## WHAT YOU WILL DO
1. Copy the part of the stablecoin article from "Are Stablecoin Markets" up to and including "purpose and popularity." word for word.
2. Pick up the stablecoin article where it stops and keep writing it.

## TEXT SHOWN
--- START ---
News

Are Stablecoin Markets Signaling a Crypto Crisis?

Markets
0 min read

Image Credit: QuoteInspector.com (Flickr)


Will the Current Stablecoin Situation Hasten Regulation and Oversight?

A move toward regulating digital currencies is gaining momentum in the U.S., and elsewhere – stablecoins could be the first cryptocurrency to be handed a rulebook. The variety of Stablecoin that is designed with algorithms to provide one-for-one parity with the U.S. dollar value, are finding it difficult or impossible to remain pegged to the fiat currency. The strong onset of negative sentiment in the crypto markets has already caused some of these less speculative cryptocurrencies to “break-the buck.”  True oversight may be in the best interest of preserving these new asset types, but the loss of autonomy may undermine their purpose and popularity.
--- END ---
## DATASET CONTENT
--- START ---
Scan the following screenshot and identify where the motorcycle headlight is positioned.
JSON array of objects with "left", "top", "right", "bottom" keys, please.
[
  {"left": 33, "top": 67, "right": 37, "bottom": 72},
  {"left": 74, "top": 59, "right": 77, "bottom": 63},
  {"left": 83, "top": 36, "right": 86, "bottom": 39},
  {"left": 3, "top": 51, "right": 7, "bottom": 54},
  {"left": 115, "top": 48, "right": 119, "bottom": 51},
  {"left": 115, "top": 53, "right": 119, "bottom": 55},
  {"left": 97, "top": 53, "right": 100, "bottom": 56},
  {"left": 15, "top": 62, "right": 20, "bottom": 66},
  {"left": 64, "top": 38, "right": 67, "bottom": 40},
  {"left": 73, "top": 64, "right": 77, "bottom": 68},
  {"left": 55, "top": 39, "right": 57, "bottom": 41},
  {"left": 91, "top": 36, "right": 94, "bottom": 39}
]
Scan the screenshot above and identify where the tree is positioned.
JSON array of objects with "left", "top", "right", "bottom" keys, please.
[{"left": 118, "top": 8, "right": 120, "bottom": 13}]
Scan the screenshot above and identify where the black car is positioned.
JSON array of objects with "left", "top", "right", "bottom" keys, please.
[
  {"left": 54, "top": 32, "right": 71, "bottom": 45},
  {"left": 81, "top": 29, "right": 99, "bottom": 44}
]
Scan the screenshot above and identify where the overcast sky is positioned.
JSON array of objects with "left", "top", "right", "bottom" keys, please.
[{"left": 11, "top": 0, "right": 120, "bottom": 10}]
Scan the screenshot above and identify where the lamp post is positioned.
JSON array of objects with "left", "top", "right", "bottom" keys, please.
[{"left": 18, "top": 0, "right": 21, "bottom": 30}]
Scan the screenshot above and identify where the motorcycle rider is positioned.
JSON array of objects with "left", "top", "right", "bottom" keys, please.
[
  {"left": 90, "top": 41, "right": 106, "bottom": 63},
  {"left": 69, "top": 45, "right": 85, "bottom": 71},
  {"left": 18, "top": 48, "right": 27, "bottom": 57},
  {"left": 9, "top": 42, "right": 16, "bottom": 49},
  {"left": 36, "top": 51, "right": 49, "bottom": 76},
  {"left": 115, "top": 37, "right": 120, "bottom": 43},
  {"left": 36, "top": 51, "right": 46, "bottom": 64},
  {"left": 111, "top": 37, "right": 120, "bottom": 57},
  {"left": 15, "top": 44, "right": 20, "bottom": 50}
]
--- END ---
## WRITTEN ANSWERS
1.
Are Stablecoin Markets Signaling a Crypto Crisis?

Markets
0 min read

Image Credit: QuoteInspector.com (Flickr)


Will the Current Stablecoin Situation Hasten Regulation and Oversight?

A move toward regulating digital currencies is gaining momentum in the U.S., and elsewhere – stablecoins could be the first cryptocurrency to be handed a rulebook. The variety of Stablecoin that is designed with algorithms to provide one-for-one parity with the U.S. dollar value, are finding it difficult or impossible to remain pegged to the fiat currency. The strong onset of negative sentiment in the crypto markets has already caused some of these less speculative cryptocurrencies to “break-the buck.”  True oversight may be in the best interest of preserving these new asset types, but the loss of autonomy may undermine their purpose and popularity.

2.
The Current Concern

The attraction of stablecoins is they are designed to maintain a fixed value yet still allow for payments without getting the banking system involved. The larger stablecoins, Tether (USDT-USD) and USD Coin (USDC), have maintained their dollar pegs. But another once rising star the “algorithmic” stablecoin called TerraUSD (UST) crashed as low as $0.23 on the dollar this past week. The current price (May 12) is approximately $0.46. The decline in value of UST-USD caused $10 billion in the stablecoin to evaporate. A related crypto token called Luna (LUNA) or Terra Luna caused even greater losses. Terra Luna is down 99.6% today. This is contributing to the selloff crypto speculators are seeing in other digital currencies such as Bitcoin (BTC).

Some are likening the Terra collapse to the “Lehman Brothers moment,” referring to the surprise collapse of the once investment bank. Lehman woke markets up as to the severity of the 2008 financial crisis. The domino effect spurred by its wake-up call signaled the beginning of the awareness to problems the banking system was dealing with.

Is it a Crisis?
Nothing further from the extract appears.